[Stored data entries]
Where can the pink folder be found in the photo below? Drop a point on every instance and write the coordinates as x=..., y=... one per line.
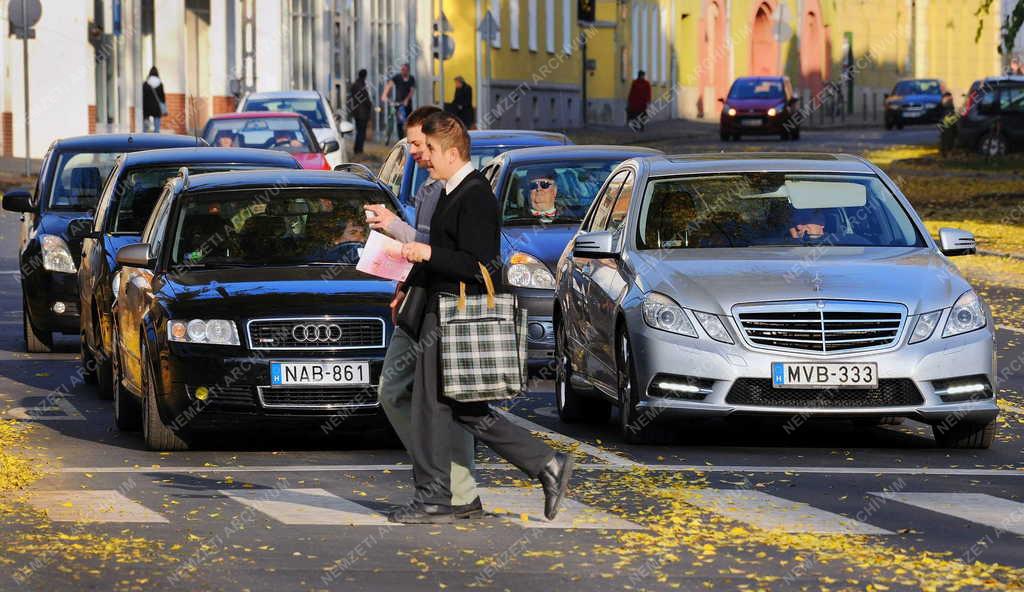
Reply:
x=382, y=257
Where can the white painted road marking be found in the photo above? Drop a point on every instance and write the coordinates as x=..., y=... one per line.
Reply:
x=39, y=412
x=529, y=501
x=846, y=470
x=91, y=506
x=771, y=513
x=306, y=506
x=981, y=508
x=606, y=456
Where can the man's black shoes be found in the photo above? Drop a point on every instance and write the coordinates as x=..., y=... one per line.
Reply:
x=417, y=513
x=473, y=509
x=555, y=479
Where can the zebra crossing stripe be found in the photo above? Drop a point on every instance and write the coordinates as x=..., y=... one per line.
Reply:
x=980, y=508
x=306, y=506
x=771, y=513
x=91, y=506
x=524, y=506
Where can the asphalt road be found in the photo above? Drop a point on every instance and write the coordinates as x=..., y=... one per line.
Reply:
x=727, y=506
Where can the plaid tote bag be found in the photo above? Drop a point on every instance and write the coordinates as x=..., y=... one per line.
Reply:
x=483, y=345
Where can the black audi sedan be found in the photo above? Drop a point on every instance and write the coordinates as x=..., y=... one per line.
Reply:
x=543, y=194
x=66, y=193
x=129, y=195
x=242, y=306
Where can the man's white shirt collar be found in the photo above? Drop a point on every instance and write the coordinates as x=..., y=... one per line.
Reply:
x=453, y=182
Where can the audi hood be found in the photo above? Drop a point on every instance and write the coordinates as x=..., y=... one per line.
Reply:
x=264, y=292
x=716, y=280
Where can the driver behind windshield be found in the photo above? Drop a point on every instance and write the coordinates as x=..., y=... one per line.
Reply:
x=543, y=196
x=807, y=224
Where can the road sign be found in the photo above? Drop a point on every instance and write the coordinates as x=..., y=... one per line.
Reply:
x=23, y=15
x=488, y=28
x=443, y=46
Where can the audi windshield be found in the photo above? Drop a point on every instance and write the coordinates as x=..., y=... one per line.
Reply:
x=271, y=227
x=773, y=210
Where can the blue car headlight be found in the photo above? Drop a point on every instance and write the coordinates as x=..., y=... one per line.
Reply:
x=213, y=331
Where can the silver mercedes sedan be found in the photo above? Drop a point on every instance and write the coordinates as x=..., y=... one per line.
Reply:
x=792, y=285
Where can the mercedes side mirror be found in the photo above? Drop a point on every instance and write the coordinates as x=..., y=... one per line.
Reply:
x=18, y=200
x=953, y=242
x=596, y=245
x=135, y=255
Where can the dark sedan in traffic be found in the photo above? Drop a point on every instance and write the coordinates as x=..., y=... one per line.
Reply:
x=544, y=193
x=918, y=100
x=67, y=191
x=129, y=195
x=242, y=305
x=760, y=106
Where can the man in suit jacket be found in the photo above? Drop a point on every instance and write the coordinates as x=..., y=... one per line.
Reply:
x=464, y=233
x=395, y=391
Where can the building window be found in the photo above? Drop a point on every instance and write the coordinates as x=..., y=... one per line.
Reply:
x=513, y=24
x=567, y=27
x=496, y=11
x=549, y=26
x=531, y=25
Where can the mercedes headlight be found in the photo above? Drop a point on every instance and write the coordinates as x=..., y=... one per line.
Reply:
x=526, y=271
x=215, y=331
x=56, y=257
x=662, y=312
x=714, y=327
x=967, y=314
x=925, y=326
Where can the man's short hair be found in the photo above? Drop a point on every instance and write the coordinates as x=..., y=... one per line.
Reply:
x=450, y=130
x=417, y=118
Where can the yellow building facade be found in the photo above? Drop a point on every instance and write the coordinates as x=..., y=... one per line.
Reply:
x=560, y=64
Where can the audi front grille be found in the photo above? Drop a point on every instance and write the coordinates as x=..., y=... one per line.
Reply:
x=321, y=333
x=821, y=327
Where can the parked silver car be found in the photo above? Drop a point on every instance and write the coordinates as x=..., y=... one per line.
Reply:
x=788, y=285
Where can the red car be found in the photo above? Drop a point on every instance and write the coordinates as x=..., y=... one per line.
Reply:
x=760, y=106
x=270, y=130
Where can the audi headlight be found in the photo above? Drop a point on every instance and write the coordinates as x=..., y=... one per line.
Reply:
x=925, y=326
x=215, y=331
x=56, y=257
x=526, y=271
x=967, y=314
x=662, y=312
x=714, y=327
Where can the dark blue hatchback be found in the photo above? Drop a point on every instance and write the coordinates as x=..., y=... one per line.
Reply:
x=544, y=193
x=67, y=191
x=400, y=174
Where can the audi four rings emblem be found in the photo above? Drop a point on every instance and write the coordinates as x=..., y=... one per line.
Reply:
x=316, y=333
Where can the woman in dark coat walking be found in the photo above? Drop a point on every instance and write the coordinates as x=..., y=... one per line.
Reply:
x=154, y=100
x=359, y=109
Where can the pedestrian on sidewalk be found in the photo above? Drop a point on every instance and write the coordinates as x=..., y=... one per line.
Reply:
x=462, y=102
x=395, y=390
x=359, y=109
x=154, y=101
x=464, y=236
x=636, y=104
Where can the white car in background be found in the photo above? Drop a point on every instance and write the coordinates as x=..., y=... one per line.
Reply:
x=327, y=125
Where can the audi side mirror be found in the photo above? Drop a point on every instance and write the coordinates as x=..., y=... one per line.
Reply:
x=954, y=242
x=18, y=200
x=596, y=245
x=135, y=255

* * *

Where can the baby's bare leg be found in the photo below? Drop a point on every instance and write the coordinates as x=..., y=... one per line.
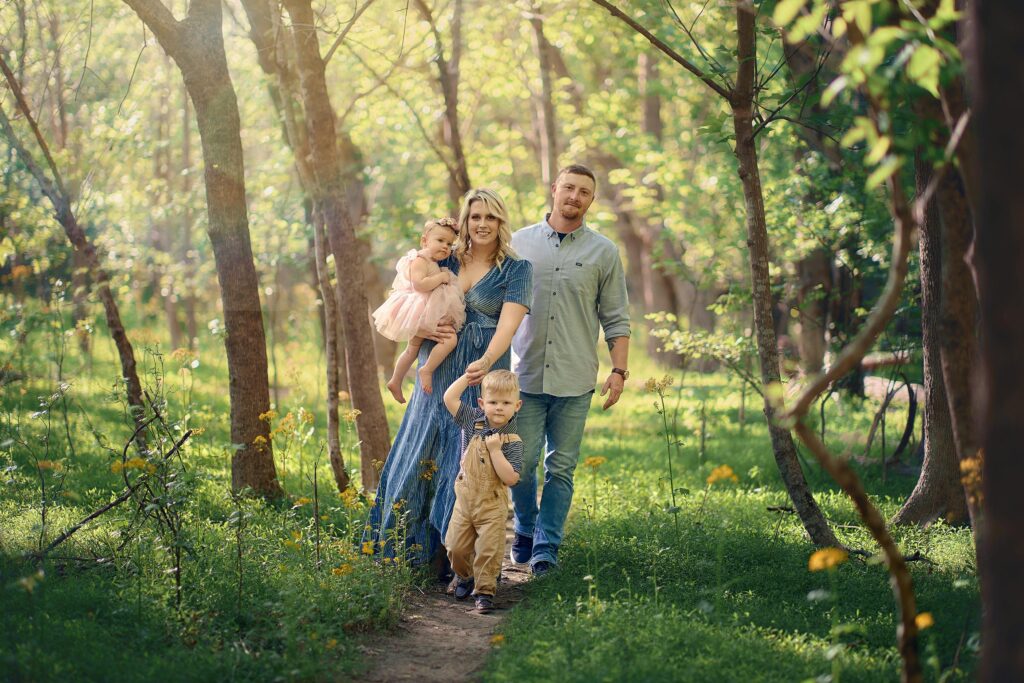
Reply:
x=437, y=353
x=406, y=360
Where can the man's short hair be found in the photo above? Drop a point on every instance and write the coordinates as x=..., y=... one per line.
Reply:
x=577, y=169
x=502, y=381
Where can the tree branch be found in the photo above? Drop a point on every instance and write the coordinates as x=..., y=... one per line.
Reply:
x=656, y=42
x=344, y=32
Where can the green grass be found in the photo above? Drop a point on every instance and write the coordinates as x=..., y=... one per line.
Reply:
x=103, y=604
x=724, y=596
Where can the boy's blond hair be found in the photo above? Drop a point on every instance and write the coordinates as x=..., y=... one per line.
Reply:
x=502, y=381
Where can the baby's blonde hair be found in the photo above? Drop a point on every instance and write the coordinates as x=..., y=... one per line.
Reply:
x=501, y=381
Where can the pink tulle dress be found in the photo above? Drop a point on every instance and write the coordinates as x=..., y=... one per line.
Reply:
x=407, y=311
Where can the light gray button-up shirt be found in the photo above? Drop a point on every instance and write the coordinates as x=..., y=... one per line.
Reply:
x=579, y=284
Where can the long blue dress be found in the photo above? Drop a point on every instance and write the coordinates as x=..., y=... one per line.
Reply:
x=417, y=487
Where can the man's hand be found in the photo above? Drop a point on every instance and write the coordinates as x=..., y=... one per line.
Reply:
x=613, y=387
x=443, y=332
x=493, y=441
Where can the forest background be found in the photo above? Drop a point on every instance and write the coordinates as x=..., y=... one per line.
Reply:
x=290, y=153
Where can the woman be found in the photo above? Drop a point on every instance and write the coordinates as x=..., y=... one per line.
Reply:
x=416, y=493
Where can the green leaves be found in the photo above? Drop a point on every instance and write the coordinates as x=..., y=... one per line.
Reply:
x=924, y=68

* * *

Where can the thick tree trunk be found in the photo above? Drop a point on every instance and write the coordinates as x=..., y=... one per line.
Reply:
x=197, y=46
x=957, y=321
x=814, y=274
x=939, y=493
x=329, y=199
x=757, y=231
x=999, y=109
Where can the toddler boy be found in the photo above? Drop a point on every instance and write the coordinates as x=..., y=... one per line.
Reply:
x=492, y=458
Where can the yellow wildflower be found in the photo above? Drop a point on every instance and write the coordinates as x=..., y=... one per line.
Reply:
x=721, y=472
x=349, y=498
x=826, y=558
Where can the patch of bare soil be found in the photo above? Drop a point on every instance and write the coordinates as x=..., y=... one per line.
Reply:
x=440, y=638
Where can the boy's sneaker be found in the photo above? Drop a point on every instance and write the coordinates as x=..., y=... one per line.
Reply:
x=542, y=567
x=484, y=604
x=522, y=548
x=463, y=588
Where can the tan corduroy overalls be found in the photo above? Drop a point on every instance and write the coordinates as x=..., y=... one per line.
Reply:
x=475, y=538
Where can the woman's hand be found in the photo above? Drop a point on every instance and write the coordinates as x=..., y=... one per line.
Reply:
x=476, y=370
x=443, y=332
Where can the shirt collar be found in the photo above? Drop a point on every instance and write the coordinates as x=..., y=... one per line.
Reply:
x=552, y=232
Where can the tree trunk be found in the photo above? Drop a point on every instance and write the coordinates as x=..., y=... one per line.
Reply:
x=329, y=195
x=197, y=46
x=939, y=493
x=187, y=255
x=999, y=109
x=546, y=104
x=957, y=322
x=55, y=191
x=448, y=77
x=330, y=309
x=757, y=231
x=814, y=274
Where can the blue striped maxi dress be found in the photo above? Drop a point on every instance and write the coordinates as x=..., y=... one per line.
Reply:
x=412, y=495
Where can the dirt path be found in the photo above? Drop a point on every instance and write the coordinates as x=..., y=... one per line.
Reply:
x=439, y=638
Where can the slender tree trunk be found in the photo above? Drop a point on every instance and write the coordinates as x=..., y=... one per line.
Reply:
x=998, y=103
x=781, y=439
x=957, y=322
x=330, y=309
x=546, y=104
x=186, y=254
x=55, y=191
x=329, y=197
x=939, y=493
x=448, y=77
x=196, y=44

* TASK DIRECTIONS:
Across the records, how many lines contain "mirror"? Only the number should be given.

* RESPONSE AREA:
2